● **Work to do**: Copy the entries below verbatim, from the line containing "With respect to this scan, where has the gravel driveway" through the line containing "[550,218,586,293]", including both of those lines.

● **Image entries on named regions**:

● ● ●

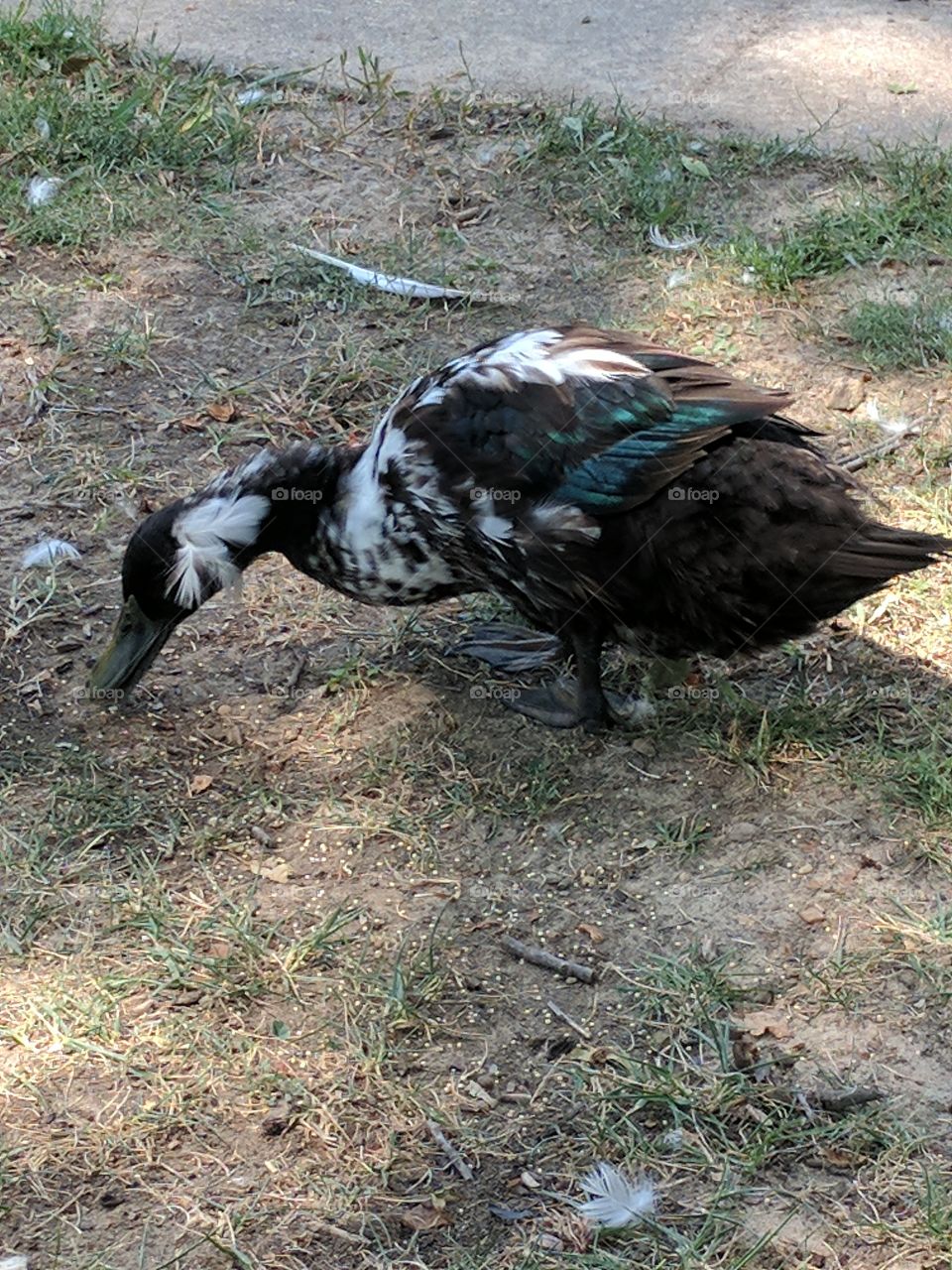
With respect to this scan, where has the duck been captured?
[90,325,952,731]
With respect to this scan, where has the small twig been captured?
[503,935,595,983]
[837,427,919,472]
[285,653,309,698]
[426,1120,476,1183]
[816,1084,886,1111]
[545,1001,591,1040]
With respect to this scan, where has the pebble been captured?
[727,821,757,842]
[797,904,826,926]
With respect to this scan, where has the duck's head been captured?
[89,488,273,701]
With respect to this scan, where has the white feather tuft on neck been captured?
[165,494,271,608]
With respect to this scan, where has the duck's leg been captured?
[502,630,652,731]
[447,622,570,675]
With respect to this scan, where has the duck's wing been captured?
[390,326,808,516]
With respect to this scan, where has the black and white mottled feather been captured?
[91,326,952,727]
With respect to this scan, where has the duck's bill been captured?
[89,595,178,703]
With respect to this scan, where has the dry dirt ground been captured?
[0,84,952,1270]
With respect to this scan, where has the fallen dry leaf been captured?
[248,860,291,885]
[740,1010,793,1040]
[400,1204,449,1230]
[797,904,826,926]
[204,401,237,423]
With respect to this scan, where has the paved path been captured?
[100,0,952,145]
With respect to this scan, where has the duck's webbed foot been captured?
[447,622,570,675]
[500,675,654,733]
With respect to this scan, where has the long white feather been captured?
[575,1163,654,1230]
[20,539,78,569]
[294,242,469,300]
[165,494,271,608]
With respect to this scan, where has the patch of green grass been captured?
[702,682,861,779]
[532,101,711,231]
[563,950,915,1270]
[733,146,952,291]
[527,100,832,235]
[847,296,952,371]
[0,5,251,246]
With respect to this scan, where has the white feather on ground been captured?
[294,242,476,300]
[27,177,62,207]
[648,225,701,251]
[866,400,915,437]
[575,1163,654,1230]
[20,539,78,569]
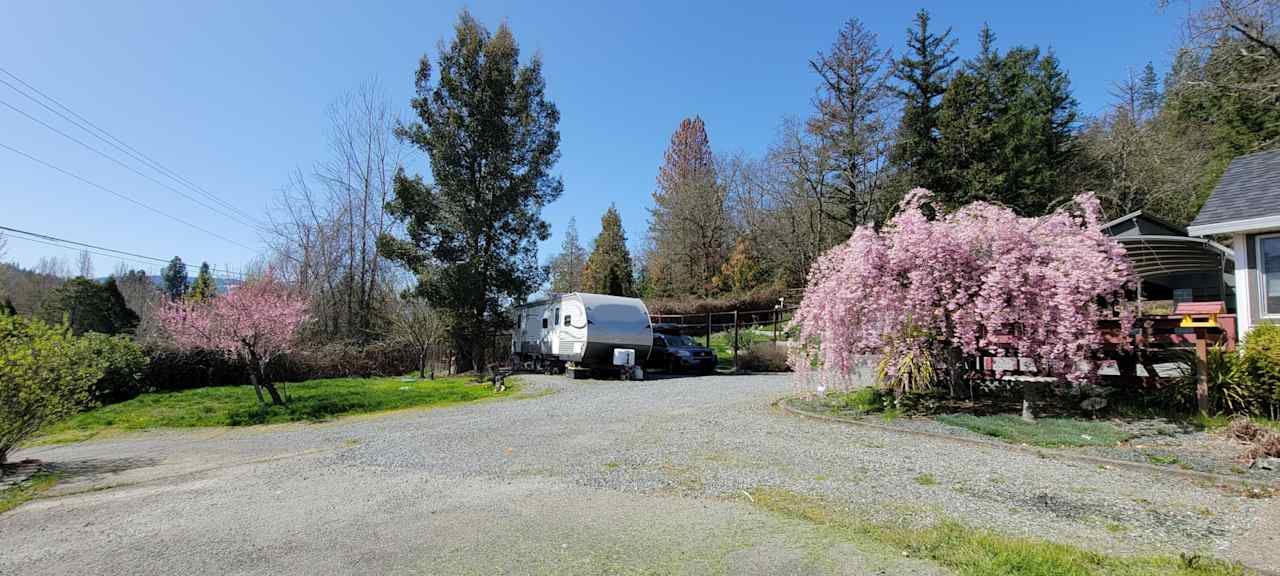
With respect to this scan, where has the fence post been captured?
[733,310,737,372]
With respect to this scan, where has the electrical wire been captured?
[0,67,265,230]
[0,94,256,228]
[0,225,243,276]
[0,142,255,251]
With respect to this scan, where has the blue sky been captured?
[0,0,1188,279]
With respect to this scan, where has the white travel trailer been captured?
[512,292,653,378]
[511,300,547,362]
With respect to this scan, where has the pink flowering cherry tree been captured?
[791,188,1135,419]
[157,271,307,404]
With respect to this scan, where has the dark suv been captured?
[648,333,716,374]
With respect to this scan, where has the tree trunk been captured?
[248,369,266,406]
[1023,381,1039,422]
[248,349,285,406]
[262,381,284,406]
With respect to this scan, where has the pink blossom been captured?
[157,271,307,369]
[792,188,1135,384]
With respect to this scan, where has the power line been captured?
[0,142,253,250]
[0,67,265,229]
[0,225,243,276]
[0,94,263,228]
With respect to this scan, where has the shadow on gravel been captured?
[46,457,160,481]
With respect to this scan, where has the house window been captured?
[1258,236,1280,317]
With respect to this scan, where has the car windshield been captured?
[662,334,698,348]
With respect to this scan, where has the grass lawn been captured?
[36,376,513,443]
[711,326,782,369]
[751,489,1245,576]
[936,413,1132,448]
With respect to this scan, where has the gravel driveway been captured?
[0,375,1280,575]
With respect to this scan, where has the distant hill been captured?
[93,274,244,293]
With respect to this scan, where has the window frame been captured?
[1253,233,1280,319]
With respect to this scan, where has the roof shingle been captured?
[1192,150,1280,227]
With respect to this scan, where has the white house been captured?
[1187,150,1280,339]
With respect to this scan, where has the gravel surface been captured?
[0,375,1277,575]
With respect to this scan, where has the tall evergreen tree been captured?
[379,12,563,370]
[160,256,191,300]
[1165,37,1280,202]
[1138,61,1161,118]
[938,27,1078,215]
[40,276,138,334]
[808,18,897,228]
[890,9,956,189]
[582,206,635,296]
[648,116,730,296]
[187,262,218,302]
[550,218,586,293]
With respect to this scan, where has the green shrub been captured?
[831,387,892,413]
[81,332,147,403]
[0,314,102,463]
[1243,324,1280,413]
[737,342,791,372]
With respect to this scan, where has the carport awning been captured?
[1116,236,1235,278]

● ● ●

● **Exercise result**:
With respect to this scan, where has the gravel driveway been captured?
[0,375,1280,575]
With respect to this scan, where has the distant hill been captured?
[93,274,244,293]
With respect to this scan, where has the window frame been captured?
[1253,233,1280,319]
With respect to this scan, where has the roof shingle been captured?
[1192,150,1280,227]
With respect to this scan, where has the white house been captured?
[1187,150,1280,339]
With respect to this scan, where has the gravel surface been captured?
[0,375,1277,575]
With respect to this scan, where has the tall evergreen tree been captured?
[379,12,563,370]
[160,256,191,300]
[1165,37,1280,202]
[1138,61,1161,118]
[938,27,1078,215]
[40,276,138,334]
[808,18,897,228]
[890,9,956,189]
[582,206,635,296]
[648,116,730,296]
[187,262,218,302]
[550,218,586,293]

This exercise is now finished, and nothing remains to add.